■ **Consigna escrita 1**
Reescala el tramo de las entradas que va desde la línea que contiene "of the tree" hasta el final de las entradas, ambos extremos incluidos. Reprodúcelo completo, con las consignas, multiplicando por 1,2 cada coordenada de las respuestas y redondeando al entero más cercano, con las mitades hacia arriba.

■ **Texto proporcionado**
Uno marcó el inicio de la crónica moderna en México y fue célebre por sus posturas políticas progresistas, sus análisis críticos de la sociedad latinoamericana y su forma desprejuiciada de abordar lo popular. El otro, padre del nuevo periodismo, descubrió que las estrategias literarias podían usarse para dar forma a las noticias e hizo del reportaje a figuras, escenas y temas de actualidad pequeñas joyas para sus lectores de revista. Los dos abordaron las culturas populares de sus países a un lado y otro de una frontera que parece separar dos mundos. Y ahora, por las casualidades del mercado editorial, dos libros que reúnen muchos de sus mejores trabajos llegan a las librerías argentinas. Carlos Monsiváis y Gay Talese: dos pioneros que, a pesar de todas las diferencias, no resultan tan distintos en el modo en que trazaron y exploraron el mapa de iconos y temas que dieron forma a las sociedades en la segunda mitad del siglo XX.
› Por Violeta Gorodischer
¿Cómo nace un cronista?
Un hijo de sastres italianos, criado a la sombra de la educación católica en las costas de Ocean City, es rechazado en doce universidades. Incluso llega a oír, detrás de una escalera de la sastrería familiar, la voz grave del director del colegio: “No tiene madera”. Los contactos paternos logran que finalmente el muchacho ingrese a la Universidad de Alabama, y él elige periodismo. Muy pronto se aburre de la regla de las cinco W (who, what, when, where, why) y plantea que prefiere comunicar la noticia a través de la experiencia de sus protagonistas. Los profesores lo toman por un estudiante mediocre.

■ **Consigna escrita 2**
Copia el tramo del artículo sobre los cronistas que va desde "Un hijo de sastres" hasta "un estudiante mediocre." y sustituye "muchacho" por "joven".

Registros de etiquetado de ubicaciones
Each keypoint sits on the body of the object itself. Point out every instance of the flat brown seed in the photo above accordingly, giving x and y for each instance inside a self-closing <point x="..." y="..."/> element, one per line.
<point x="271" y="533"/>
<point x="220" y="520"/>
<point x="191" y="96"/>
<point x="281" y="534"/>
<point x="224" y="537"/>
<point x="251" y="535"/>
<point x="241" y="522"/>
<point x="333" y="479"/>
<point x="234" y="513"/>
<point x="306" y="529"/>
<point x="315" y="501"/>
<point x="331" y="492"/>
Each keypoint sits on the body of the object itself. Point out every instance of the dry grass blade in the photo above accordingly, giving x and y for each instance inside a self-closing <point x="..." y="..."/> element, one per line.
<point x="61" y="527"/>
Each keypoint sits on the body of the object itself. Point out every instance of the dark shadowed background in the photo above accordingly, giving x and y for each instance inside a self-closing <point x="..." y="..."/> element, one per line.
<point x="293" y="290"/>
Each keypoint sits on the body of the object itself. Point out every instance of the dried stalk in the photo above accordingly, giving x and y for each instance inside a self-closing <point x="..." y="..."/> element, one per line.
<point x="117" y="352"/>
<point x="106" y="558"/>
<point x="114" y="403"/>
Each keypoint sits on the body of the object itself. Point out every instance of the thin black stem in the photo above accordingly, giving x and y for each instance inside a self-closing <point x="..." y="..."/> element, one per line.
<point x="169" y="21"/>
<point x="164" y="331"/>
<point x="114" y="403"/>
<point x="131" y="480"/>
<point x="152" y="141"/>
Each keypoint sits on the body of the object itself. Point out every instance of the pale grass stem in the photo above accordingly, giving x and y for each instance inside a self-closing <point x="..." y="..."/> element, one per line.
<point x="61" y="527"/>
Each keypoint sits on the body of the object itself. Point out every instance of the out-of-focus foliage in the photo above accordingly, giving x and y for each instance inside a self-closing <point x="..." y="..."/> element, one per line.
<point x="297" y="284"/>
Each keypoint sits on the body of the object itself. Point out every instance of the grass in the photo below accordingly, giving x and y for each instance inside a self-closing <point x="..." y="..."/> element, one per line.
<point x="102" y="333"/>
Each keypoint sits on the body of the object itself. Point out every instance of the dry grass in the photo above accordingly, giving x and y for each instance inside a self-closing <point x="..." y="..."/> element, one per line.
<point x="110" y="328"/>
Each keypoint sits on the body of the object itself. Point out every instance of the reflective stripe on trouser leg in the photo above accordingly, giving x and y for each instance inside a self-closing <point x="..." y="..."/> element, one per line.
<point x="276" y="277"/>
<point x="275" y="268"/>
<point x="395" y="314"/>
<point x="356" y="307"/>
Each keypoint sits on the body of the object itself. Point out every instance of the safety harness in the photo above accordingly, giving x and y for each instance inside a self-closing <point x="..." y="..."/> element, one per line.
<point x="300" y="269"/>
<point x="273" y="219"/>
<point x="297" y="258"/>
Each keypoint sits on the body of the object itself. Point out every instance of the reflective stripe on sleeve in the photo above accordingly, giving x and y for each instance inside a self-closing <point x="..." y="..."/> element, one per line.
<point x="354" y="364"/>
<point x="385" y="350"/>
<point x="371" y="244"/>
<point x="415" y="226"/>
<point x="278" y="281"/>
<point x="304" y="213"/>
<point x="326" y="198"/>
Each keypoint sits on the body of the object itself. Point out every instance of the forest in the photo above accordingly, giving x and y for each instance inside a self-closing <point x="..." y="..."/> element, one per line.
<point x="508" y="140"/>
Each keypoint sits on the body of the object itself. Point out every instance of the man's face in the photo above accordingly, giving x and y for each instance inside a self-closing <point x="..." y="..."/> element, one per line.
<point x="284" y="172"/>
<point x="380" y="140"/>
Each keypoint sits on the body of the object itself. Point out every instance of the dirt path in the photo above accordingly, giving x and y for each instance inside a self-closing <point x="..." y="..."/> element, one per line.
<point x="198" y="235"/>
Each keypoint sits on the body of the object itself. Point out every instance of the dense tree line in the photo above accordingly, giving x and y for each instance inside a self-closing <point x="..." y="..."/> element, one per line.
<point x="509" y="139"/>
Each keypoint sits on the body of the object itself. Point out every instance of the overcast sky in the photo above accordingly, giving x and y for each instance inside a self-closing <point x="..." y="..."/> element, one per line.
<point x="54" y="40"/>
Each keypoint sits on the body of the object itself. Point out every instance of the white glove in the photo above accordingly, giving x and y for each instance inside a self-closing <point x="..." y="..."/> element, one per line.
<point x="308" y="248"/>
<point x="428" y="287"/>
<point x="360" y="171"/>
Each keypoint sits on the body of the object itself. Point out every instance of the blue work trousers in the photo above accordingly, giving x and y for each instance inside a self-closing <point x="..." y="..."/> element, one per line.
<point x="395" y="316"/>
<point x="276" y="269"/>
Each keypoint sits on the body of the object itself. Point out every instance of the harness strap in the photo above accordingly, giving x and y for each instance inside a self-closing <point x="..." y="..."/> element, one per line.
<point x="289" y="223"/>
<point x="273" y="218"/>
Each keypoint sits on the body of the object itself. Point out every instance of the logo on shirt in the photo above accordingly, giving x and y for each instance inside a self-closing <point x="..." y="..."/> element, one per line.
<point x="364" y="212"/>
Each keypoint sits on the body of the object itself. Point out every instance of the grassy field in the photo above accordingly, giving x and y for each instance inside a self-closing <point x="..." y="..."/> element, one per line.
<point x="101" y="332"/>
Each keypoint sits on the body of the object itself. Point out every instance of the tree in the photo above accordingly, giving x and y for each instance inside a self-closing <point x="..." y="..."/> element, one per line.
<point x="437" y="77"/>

■ **Resultado 1**
Each keypoint sits on the body of the object itself. Point out every instance of the tree in the photo above accordingly, giving x and y for each instance inside a self-closing <point x="..." y="..."/> element, one per line.
<point x="524" y="92"/>

■ **Resultado 2**
Un hijo de sastres italianos, criado a la sombra de la educación católica en las costas de Ocean City, es rechazado en doce universidades. Incluso llega a oír, detrás de una escalera de la sastrería familiar, la voz grave del director del colegio: “No tiene madera”. Los contactos paternos logran que finalmente el joven ingrese a la Universidad de Alabama, y él elige periodismo. Muy pronto se aburre de la regla de las cinco W (who, what, when, where, why) y plantea que prefiere comunicar la noticia a través de la experiencia de sus protagonistas. Los profesores lo toman por un estudiante mediocre.